▶ **Problem description**
Exactly reproduce the line containing "For every instance of the palm" together with every line after it, through the end of the entries, and give nothing more.

Start of Task input

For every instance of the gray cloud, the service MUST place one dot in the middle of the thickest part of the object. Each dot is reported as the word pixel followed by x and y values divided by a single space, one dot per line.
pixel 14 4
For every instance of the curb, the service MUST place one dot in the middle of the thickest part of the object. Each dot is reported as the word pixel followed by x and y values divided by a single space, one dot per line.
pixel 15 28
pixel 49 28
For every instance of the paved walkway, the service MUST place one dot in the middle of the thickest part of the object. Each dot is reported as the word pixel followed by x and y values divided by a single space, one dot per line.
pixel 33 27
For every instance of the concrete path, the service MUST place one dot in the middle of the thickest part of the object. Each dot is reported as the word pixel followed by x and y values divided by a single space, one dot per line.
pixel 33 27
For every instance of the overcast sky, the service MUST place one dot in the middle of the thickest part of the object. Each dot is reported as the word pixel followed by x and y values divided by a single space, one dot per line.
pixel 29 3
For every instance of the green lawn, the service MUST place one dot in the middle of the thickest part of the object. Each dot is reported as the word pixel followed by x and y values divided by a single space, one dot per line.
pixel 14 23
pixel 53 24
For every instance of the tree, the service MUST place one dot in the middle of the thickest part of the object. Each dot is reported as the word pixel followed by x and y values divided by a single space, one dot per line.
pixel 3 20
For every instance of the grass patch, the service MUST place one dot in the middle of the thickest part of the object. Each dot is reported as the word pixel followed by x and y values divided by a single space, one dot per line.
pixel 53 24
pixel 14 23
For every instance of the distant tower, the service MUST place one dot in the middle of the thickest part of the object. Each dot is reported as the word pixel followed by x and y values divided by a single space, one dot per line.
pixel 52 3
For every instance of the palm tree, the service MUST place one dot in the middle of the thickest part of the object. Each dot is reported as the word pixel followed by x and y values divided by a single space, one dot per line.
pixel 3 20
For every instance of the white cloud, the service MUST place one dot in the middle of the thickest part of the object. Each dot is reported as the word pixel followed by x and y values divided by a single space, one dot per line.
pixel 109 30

End of Task input

▶ **The response**
For every instance of the palm tree, the service MUST place one dot in the middle of the thickest part of the object. Each dot is reported as the word pixel followed by x and y values divided by a single space, one dot per line.
pixel 3 20
For every instance of the white cloud, the service MUST place one dot in the middle of the thickest part of the object. Each dot is reported as the word pixel followed by x and y values divided by a single space, one dot per line.
pixel 109 30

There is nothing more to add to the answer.